§ EXCERTO DO TEXTO
==================================================

Nos Extremos é que Está a Sabedoria...


Pode-se dizer que, muito plausivelmente,

há uma ignorância abecedária que precede o

saber e uma outra, doutoral, que se lhe segue,

ignorância esta que o saber produz e engendra

da mesma maneira que desfaz e destrói aqueloutra.

Dos espíritos simples, menos curiosos e menos instruídos,

fazem-se bons cristãos, que, por reverência e obediência,

com simplicidade, crêem e mantêm-se submissos às leis.

É nos espíritos de vigor e capacidade médios que se

engendram as opiniões erróneas, pois eles seguem a

aparência das suas primeiras impressões e têm pretextos

para interpretar como simpleza e estultícia o nosso apego

aos antigos usos, considerando que nós aí não chegámos

por via do estudo dessas matérias.

==================================================

§ ITENS FORNECIDOS
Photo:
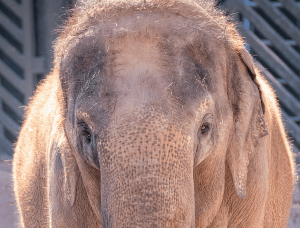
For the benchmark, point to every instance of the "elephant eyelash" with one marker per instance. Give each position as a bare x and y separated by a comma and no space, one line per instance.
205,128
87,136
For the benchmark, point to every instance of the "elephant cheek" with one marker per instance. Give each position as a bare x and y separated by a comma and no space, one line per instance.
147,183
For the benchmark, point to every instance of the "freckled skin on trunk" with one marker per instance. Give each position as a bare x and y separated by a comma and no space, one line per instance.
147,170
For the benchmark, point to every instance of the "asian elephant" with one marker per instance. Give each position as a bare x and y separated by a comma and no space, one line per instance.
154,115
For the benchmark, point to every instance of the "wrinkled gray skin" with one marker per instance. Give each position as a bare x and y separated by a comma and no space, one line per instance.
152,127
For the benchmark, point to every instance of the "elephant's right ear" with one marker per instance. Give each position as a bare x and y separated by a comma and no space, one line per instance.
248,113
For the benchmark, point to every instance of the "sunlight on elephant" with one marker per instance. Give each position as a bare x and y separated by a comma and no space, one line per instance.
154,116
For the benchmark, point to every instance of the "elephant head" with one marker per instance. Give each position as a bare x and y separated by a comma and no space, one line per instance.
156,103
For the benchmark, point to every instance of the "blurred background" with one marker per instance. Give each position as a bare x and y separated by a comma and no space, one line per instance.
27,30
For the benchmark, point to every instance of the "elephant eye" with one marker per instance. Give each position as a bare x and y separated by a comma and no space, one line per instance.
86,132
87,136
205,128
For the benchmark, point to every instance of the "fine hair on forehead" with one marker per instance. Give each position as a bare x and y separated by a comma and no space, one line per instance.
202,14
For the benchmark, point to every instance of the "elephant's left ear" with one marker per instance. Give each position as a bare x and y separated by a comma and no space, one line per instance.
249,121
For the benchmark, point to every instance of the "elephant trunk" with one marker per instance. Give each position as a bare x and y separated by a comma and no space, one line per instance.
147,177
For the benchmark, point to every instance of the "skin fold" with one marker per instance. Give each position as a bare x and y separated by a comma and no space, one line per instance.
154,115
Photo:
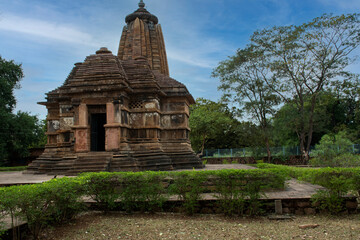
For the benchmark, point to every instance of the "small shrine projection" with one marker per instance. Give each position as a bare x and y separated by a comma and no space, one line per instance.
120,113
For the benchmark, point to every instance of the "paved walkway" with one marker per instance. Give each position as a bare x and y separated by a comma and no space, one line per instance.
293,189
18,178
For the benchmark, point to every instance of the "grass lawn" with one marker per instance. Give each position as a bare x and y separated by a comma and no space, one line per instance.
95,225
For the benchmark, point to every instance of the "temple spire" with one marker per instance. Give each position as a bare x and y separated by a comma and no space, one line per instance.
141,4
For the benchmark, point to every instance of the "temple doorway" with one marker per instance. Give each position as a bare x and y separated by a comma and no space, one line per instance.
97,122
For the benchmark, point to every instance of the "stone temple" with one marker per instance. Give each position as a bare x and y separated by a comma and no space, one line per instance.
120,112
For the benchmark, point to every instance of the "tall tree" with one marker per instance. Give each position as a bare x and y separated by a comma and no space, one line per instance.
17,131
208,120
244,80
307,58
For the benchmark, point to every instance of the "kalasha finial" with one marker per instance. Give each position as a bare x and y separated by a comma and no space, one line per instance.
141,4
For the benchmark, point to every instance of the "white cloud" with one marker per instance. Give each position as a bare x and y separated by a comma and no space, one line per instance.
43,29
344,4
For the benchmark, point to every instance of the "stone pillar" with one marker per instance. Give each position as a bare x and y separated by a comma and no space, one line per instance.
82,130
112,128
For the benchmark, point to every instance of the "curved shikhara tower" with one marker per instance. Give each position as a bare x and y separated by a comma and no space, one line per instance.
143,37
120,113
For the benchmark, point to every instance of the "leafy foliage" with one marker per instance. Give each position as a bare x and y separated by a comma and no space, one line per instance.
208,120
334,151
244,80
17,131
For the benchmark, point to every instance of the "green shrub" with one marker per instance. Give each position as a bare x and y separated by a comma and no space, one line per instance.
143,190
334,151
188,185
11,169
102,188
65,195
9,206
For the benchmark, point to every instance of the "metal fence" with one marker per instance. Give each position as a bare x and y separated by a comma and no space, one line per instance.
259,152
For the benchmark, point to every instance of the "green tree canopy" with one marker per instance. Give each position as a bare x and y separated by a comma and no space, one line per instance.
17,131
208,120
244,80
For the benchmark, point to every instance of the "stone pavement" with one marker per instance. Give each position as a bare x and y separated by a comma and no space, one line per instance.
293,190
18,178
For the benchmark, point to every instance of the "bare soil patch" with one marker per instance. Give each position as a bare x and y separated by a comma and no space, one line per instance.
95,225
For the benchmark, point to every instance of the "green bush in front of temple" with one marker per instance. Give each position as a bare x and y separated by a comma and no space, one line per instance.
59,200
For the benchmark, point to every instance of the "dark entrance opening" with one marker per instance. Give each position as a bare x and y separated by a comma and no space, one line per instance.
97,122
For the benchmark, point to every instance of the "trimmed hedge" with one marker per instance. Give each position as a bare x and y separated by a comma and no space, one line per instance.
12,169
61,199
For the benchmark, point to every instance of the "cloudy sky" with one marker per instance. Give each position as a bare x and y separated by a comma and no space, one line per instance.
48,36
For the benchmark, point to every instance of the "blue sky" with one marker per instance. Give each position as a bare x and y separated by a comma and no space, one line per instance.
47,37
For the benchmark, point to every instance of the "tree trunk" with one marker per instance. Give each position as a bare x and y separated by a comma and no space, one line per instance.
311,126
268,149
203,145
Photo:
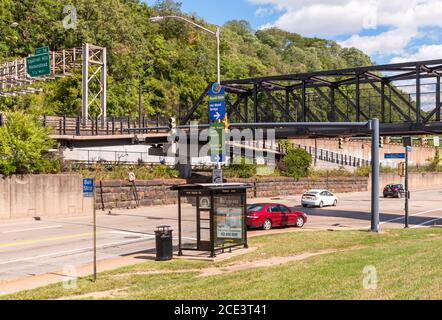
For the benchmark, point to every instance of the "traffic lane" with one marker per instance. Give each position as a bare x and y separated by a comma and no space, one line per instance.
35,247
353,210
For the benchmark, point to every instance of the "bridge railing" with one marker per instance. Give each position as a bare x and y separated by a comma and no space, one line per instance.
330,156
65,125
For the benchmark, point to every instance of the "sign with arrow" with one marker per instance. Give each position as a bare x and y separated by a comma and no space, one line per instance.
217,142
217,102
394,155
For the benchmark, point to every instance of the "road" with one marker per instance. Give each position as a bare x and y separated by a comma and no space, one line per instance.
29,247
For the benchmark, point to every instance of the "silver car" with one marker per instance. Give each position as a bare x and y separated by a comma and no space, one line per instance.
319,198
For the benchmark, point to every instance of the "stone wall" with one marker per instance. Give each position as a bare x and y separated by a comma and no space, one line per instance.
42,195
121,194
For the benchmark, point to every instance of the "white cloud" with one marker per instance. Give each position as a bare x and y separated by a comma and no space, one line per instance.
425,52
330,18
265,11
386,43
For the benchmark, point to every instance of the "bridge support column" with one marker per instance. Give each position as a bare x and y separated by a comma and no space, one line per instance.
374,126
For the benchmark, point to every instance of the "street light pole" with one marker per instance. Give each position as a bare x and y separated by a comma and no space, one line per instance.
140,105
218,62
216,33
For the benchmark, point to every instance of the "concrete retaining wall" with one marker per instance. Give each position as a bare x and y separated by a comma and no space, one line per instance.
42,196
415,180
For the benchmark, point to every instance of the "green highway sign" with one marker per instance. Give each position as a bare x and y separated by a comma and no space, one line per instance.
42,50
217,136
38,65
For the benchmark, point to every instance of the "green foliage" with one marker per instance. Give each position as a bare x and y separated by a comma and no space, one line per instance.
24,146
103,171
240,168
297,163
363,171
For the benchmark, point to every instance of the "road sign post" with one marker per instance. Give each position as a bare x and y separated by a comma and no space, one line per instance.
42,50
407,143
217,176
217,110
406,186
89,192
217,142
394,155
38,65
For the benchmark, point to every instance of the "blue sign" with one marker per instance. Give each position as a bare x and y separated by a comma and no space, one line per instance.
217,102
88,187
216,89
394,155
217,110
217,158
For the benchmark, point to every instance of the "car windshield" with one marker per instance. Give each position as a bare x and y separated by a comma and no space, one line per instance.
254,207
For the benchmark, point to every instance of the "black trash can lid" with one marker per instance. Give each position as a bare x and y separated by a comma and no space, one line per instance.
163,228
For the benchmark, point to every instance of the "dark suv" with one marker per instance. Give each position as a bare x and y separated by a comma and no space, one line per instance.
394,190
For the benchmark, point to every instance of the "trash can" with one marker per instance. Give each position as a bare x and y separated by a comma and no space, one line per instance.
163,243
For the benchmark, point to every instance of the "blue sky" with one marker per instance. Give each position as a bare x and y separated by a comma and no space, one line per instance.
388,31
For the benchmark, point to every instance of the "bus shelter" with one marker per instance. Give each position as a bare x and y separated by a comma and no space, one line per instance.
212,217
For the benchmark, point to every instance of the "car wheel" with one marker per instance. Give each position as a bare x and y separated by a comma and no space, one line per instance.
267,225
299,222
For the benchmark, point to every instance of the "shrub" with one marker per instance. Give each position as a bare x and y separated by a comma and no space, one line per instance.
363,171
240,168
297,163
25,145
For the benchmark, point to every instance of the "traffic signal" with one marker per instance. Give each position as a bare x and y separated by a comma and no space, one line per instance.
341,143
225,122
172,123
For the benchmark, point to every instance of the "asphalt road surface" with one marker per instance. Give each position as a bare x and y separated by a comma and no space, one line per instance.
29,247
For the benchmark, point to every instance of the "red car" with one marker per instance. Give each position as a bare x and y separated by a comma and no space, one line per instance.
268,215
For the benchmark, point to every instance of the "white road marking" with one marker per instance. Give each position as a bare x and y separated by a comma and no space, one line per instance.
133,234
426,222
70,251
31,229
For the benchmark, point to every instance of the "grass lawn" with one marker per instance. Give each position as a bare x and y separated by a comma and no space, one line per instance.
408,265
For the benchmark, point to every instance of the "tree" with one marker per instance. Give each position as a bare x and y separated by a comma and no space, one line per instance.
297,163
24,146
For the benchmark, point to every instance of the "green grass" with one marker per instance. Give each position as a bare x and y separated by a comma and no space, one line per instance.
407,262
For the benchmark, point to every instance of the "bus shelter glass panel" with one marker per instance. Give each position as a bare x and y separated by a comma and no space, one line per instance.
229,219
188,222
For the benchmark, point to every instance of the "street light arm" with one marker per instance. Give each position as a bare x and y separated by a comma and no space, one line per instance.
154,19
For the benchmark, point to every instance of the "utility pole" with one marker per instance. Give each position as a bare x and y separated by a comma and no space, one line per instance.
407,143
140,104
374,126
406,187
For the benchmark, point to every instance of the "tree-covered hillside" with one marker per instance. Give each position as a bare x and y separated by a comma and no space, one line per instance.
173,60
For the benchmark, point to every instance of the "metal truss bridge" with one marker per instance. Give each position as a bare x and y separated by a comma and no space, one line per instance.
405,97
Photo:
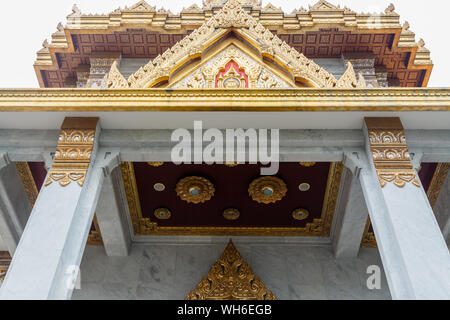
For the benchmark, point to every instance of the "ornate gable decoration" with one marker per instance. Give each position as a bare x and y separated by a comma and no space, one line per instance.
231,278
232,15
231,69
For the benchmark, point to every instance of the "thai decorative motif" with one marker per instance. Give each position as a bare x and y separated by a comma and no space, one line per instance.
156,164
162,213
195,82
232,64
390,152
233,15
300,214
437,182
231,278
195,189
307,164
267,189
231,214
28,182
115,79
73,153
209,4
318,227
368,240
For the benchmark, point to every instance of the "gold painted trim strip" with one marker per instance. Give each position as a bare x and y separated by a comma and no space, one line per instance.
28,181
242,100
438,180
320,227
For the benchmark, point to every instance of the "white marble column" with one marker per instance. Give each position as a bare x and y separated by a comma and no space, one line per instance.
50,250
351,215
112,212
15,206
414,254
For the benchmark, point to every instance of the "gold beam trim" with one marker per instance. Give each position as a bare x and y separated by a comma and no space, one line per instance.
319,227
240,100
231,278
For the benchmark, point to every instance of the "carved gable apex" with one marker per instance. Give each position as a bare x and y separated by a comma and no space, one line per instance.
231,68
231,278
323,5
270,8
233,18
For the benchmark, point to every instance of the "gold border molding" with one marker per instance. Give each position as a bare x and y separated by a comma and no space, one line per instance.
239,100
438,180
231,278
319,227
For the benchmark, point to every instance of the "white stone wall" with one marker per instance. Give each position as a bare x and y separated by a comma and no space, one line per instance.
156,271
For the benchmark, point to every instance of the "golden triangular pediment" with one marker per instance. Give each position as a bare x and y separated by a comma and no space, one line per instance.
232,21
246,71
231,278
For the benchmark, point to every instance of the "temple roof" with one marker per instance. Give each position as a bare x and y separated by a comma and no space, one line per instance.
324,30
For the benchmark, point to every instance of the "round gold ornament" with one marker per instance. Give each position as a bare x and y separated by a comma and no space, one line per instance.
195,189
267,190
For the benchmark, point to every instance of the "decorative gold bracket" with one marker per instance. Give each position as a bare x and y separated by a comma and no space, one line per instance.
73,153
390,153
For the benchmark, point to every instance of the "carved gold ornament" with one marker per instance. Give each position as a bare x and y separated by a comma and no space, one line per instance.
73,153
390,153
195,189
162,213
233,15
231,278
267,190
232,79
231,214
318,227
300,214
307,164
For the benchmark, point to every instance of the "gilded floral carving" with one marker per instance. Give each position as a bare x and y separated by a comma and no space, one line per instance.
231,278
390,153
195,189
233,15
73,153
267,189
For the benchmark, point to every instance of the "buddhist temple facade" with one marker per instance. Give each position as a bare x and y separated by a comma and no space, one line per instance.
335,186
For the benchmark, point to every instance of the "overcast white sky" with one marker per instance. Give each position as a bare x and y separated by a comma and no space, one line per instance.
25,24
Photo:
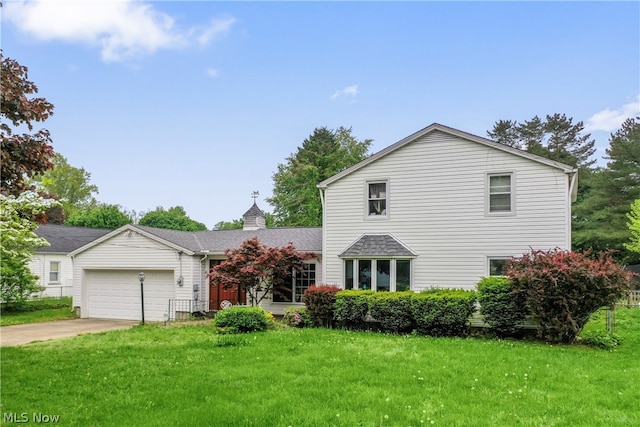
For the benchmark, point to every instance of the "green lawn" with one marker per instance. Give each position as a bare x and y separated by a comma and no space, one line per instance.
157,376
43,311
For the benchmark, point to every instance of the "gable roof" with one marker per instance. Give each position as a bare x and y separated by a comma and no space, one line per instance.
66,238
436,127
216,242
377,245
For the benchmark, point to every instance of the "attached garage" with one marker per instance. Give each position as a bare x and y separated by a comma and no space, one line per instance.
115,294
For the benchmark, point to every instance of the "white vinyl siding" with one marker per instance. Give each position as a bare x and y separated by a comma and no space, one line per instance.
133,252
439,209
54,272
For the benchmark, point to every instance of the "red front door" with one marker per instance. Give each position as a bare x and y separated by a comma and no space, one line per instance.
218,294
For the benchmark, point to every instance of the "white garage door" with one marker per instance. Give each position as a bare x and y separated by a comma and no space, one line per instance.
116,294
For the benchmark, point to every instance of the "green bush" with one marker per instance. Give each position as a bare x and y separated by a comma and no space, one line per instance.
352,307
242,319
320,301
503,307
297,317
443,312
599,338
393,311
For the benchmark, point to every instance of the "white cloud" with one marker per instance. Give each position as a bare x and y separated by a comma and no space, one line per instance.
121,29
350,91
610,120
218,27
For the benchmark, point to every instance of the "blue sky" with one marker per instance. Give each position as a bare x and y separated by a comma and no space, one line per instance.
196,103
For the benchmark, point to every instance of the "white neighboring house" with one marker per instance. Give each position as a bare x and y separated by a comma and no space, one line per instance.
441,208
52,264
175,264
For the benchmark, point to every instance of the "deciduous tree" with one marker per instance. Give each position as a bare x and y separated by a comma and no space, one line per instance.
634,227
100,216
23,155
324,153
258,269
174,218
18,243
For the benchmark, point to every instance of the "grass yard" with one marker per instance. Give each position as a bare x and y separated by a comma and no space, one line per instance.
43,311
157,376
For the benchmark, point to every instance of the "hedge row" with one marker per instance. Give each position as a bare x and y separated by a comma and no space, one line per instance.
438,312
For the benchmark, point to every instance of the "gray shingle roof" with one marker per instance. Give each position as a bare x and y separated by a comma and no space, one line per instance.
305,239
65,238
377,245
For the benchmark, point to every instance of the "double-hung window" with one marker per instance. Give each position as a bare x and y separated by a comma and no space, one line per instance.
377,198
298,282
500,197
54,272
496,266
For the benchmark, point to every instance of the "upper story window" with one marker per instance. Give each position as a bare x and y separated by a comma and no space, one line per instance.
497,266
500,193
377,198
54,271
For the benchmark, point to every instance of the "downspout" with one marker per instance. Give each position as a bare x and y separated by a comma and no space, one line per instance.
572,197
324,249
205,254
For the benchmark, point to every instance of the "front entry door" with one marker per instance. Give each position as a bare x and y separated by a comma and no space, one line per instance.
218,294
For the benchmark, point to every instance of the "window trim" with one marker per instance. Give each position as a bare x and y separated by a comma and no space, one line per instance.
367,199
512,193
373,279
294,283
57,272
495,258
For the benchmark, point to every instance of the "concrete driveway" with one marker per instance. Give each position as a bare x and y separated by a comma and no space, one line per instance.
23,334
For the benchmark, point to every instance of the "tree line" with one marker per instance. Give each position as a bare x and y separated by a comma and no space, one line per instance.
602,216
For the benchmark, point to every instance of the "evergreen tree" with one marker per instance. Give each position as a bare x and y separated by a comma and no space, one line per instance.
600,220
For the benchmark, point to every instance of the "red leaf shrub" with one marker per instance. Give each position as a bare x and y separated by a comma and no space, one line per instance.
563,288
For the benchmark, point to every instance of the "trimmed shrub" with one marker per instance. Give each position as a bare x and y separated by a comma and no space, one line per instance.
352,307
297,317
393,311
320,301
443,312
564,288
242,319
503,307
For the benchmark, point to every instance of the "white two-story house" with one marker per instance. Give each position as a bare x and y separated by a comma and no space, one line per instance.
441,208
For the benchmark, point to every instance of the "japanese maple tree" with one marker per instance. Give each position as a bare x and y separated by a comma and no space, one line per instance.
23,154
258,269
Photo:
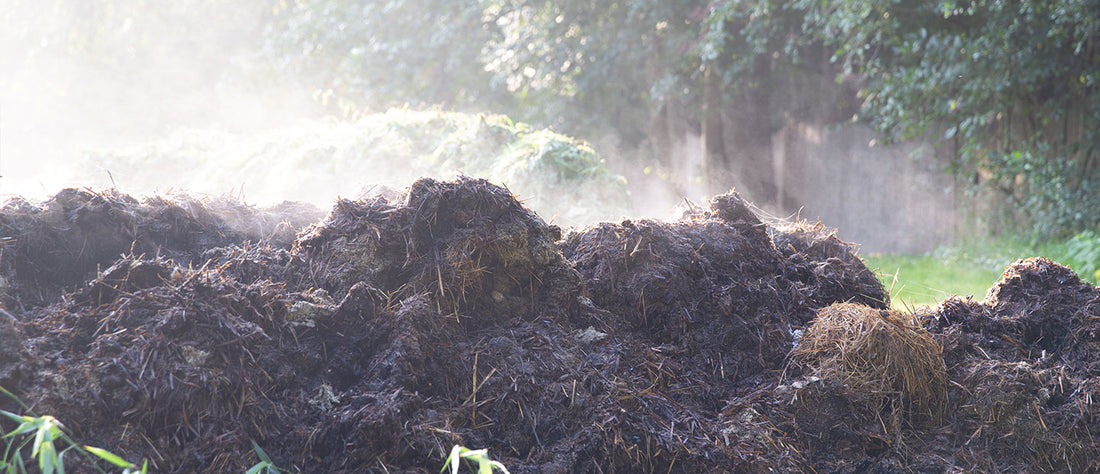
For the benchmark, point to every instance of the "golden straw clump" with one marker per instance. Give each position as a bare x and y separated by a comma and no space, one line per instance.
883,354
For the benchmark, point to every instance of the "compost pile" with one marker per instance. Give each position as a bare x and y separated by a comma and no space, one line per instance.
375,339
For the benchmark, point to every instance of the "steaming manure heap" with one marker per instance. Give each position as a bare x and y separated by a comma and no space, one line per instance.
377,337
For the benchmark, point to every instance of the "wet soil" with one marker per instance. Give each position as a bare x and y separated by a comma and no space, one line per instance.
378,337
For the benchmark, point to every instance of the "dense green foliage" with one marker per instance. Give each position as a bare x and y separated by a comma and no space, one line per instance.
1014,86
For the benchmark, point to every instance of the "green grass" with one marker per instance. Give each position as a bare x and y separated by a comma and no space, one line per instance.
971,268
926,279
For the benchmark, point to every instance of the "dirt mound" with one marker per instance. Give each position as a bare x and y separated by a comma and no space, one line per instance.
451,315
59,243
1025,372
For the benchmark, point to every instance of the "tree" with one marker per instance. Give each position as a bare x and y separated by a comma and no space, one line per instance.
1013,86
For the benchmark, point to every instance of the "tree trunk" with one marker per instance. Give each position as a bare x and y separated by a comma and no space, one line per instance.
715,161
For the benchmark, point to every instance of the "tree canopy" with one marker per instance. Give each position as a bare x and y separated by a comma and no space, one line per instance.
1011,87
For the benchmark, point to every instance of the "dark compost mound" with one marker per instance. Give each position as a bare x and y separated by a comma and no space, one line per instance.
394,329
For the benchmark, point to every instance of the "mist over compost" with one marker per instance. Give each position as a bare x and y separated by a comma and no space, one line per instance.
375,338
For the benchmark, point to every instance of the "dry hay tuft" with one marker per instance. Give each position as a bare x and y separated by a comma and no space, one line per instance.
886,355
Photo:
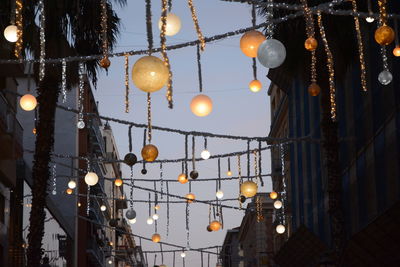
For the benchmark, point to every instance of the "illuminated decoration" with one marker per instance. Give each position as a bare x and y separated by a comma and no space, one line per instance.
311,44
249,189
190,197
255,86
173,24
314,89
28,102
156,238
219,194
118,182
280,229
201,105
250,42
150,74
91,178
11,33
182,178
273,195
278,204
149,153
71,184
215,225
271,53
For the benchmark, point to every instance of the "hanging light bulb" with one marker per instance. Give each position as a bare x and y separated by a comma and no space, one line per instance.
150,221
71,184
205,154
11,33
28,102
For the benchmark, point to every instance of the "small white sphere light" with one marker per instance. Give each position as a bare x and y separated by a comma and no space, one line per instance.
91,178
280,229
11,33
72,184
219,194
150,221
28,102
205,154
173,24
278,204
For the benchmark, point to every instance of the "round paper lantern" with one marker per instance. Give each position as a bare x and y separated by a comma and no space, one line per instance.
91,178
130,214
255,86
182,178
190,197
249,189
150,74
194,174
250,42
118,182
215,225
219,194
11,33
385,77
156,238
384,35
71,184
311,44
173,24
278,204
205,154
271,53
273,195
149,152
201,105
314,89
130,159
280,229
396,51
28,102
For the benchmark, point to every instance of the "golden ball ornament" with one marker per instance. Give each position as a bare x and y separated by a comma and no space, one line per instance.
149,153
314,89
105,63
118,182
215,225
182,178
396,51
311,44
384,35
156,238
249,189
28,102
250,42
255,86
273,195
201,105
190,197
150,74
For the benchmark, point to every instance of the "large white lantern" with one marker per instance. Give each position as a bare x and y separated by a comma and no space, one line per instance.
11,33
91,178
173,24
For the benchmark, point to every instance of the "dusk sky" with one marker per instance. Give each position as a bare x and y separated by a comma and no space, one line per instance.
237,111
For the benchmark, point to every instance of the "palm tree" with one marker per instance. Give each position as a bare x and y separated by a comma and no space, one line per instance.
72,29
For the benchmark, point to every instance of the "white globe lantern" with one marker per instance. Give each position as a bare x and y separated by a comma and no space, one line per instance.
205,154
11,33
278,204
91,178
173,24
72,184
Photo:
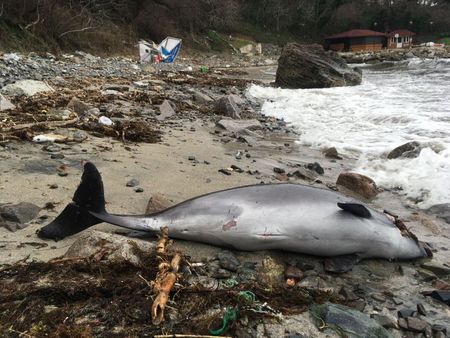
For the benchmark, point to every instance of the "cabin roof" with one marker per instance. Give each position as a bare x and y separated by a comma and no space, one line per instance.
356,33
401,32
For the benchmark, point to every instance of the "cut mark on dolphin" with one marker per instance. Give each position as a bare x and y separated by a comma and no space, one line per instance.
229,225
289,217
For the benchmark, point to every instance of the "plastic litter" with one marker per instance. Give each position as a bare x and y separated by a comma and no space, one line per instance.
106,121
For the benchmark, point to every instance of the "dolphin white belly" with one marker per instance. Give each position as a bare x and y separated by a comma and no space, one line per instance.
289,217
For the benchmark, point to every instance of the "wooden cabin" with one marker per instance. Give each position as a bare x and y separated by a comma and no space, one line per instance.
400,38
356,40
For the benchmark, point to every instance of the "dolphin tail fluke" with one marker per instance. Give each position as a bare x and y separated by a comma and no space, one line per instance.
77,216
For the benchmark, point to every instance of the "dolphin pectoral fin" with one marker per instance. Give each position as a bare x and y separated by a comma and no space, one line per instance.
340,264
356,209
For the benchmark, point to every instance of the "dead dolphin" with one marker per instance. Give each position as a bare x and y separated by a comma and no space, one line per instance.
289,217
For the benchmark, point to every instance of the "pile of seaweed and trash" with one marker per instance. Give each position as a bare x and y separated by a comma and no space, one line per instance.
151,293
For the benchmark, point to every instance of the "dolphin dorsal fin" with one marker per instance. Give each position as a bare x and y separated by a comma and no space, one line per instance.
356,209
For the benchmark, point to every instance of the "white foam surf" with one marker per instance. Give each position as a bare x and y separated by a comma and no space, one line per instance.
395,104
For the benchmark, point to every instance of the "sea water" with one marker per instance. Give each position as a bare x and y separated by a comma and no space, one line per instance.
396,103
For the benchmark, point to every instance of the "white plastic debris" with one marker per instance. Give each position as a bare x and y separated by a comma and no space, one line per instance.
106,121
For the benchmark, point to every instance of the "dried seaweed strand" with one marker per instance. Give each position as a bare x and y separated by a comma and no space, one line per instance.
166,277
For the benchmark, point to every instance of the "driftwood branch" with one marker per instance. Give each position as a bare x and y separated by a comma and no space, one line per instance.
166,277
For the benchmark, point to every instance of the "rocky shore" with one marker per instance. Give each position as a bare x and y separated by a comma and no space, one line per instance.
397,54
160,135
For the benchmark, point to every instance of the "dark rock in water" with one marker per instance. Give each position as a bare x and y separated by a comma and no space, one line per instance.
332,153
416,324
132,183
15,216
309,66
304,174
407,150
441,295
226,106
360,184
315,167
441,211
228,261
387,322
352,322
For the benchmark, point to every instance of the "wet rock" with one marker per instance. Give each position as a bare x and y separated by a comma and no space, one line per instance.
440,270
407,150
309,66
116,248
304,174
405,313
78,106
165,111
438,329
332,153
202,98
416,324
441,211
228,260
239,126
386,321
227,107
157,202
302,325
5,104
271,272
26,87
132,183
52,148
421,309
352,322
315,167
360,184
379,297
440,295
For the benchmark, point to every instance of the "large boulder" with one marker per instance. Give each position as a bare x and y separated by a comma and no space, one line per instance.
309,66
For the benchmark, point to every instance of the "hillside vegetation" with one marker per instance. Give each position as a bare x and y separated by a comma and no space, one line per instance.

==================================================

§ REQUISITOS DO EXERCÍCIO
A) De acordo com o excerto sobre a ignorância e o saber, em que espíritos se engendram as opiniões erróneas?
B) Dê continuidade ao excerto sobre a ignorância e o saber a partir da última frase apresentada.

§ RESPOSTAS POR TAREFA
A) Nos espíritos de vigor e capacidade médios.

B)
Os grandes espíritos, mais avisados e clarividentes,

constituem um outro género de bons crentes: por meio

de uma aturada e escrupulosa investigação, penetram

nas Escrituras até atingir uma luz mais profunda e abstrusa,

e entendem o misterioso e divino segredo da nossa política

eclesiástica.

Vemos, porém, alguns, com maravilhoso proveito e com

consolidação da sua fé, chegarem, através do segundo,

a este último nível, como o extremo limite da inteligência

cristã, e rejubilar na sua vitória com refrigério, acções de

graças, reformas dos costumes e grande modéstia.

Não entendo nesta categoria situar aqueloutros que, para

se purgarem da suspeita dos seus passados erros e para

ganharem a nossa confiança, tornam-se extremistas, insensatos

e injutos defensores da nossa causa, a qual maculam com infindos

e repreensíveis actos de violência.


Os camponeses simples são gente honesta e gente honesta

são os filósofos, ou seja, aqueles que, tanto quanto o permitem

os nossos tempos, possuem naturezas fortes e ilustres, enriquecidas

de um grande cabedal de conhecimentos úteis.

Os «mestiços», que desdenharam o primeiro estado -

o da ignorância das letras - e não conseguiram atingir o outro,

estando o seu cu entre duas selas (e no seu número eu, com

tantos outros, me incluo), são perigosos, ineptos e importunos:

são eles que trazem transtorno ao mundo.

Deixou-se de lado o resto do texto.